### Your tasks
1. Using the description of the 3D visualization of the 2020 coronavirus spread in China, decide whether each statement agrees with it: (a) the second chapter uses a forest to depict human-to-human transmission; (b) the data for the surveyed cases were kept private; (c) the animations between scenes were built in Python. Answer yes or no for each and quote the words that decide it.
2. According to the description of the 3D coronavirus visualization, what does the third chapter show?

### Extract provided
┏━━

Using epidemiological survey data collected over the past year, we review the spread and development of the 2020 coronavirus pandemic in China through a 3D visualization.
The first chapter is a starry sky symbolizing every individual in the prevention and containment of the virus. The second is a forest illustrating the intricate complexities of human-to-human virus transmissions. Readers are free to explore the details of each patient in the virus transmission chain. The third chapter regroups the dataset into a bar chart demonstrating the variety of disease symptoms at the time of diagnosis.
The data for the 11699 surveyed cases were made public for further research and usage. Readers can apply for the data at the end of the interactive project. After one week of the publication, near one thousand readers apply for the data. They come from various industries, like universities, media, pharmaceutical companies, consulting companies, freelancers, and more. We encourage them to discover more stories, findings, and patterns of the dataset. After all, humans forget easily. Data shall keep the memory of the special year of 2020 for us.
Python: Clean and analyze the dataset. Convert the data into the format for the visualization. Merge the words for interactive displaying.
Three.js: Creating and rendering visualizations. Building up animations and transformations among the scenes, like a starry sky, forests, bar charts, and more.

┗━━

### Study material
┏━━

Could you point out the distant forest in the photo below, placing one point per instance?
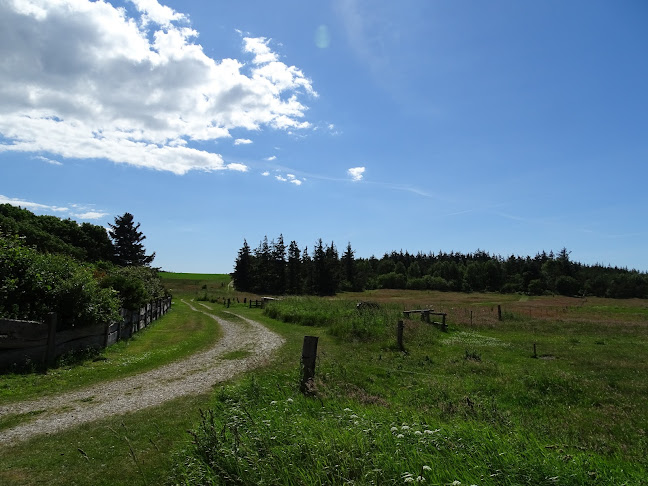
(276, 268)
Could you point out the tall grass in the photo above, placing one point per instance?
(341, 317)
(261, 432)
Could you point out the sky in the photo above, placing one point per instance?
(423, 125)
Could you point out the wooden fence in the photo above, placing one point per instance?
(39, 342)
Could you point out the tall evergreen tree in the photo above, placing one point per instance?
(242, 275)
(127, 242)
(278, 266)
(349, 268)
(294, 275)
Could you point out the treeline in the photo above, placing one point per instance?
(49, 264)
(275, 268)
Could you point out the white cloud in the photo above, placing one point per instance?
(48, 161)
(356, 173)
(82, 79)
(79, 211)
(32, 206)
(288, 178)
(91, 215)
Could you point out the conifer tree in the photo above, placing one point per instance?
(127, 242)
(242, 275)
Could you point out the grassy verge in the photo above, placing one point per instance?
(176, 335)
(473, 405)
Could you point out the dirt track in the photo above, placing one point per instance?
(193, 375)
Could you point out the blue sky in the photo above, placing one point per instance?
(511, 127)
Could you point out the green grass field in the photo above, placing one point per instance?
(472, 405)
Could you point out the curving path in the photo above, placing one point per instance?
(193, 375)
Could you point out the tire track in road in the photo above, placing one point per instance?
(190, 376)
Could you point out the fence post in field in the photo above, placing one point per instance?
(51, 338)
(106, 333)
(309, 356)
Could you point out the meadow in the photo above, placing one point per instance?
(473, 405)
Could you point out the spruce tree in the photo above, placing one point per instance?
(242, 275)
(127, 242)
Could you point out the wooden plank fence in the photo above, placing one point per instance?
(22, 342)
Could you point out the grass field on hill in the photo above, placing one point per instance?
(472, 405)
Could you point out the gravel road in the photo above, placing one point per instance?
(194, 375)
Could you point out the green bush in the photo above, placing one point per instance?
(136, 286)
(33, 284)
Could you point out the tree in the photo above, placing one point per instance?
(294, 269)
(242, 275)
(127, 241)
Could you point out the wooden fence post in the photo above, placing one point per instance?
(106, 333)
(309, 357)
(50, 355)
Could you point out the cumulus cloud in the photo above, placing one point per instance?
(291, 178)
(91, 215)
(79, 211)
(84, 80)
(356, 173)
(48, 161)
(32, 206)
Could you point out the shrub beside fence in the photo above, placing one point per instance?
(22, 342)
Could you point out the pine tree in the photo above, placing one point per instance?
(294, 276)
(278, 266)
(127, 242)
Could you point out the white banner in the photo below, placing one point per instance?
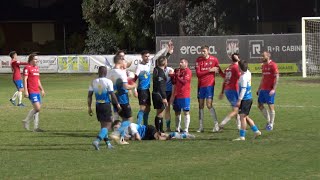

┗━━

### Answers below
1.
(a) Yes: "The second is a forest illustrating the intricate complexities of human-to-human virus transmissions."
(b) No: "The data for the 11699 surveyed cases were made public for further research and usage."
(c) No: "Three.js: Creating and rendering visualizations. Building up animations and transformations among the scenes"

2. It regroups the dataset into a bar chart showing the variety of disease symptoms at the time of diagnosis.